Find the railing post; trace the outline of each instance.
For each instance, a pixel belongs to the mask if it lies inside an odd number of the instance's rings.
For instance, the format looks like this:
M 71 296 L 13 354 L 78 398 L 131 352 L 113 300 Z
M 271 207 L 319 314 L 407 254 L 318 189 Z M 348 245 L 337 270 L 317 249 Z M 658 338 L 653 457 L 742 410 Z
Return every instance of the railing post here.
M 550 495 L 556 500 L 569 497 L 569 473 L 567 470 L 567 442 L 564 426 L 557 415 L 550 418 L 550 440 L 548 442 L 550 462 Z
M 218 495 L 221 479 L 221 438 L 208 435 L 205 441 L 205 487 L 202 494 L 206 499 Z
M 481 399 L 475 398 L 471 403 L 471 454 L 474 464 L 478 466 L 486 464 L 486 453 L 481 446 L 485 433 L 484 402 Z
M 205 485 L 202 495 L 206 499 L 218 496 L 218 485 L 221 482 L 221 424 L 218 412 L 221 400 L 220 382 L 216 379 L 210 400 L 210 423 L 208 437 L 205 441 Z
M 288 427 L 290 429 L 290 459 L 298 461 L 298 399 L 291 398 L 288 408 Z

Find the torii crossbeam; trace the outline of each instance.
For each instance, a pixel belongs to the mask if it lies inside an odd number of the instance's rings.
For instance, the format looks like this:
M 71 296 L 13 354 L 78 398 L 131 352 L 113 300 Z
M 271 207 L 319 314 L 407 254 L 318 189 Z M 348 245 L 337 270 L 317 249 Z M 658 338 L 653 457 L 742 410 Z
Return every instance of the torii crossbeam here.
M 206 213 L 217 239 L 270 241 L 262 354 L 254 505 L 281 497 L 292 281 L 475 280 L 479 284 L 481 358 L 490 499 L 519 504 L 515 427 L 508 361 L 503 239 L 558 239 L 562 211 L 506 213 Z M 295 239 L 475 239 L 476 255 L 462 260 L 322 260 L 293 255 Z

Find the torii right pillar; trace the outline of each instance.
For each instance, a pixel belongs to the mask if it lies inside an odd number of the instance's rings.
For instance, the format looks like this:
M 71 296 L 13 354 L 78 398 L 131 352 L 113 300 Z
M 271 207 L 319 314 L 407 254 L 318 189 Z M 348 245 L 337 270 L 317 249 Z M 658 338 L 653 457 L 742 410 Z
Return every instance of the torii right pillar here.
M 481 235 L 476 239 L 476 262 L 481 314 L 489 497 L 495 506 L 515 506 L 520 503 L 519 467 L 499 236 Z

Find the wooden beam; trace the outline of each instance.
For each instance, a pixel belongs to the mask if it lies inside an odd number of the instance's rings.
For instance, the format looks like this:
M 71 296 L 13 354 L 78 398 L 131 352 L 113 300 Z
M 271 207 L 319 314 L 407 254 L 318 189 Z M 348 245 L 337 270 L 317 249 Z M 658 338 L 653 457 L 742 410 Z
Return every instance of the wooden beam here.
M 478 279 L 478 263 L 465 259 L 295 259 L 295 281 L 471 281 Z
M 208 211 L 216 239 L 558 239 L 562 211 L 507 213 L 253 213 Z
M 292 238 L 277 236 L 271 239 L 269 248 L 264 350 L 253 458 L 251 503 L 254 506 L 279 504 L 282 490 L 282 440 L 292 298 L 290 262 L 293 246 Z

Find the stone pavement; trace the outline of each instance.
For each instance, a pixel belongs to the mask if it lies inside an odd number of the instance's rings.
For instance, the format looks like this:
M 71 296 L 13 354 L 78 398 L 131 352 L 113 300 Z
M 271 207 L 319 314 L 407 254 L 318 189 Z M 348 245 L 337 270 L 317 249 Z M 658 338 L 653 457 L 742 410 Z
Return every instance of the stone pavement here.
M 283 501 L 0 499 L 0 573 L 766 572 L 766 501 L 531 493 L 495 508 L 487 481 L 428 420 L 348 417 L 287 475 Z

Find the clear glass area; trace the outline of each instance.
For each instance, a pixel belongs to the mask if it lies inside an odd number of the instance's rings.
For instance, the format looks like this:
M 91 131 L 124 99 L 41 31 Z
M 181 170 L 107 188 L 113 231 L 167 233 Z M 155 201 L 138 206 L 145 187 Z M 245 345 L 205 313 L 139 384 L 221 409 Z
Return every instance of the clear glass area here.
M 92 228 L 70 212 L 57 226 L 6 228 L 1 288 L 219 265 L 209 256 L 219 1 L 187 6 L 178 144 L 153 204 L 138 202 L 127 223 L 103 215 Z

▶ WHAT YOU HAVE TO DO
Copy the records verbatim, from the line containing "Find the clear" through the line containing "M 91 131 L 124 99 L 41 31 Z", with both lines included.

▶ EXERCISE SOLUTION
Find the clear glass area; trace the outline of each instance.
For each instance, a pixel belongs to the mask if it lies inside an odd number of the instance's rings.
For instance, the format looks like this:
M 91 131 L 124 99 L 41 31 Z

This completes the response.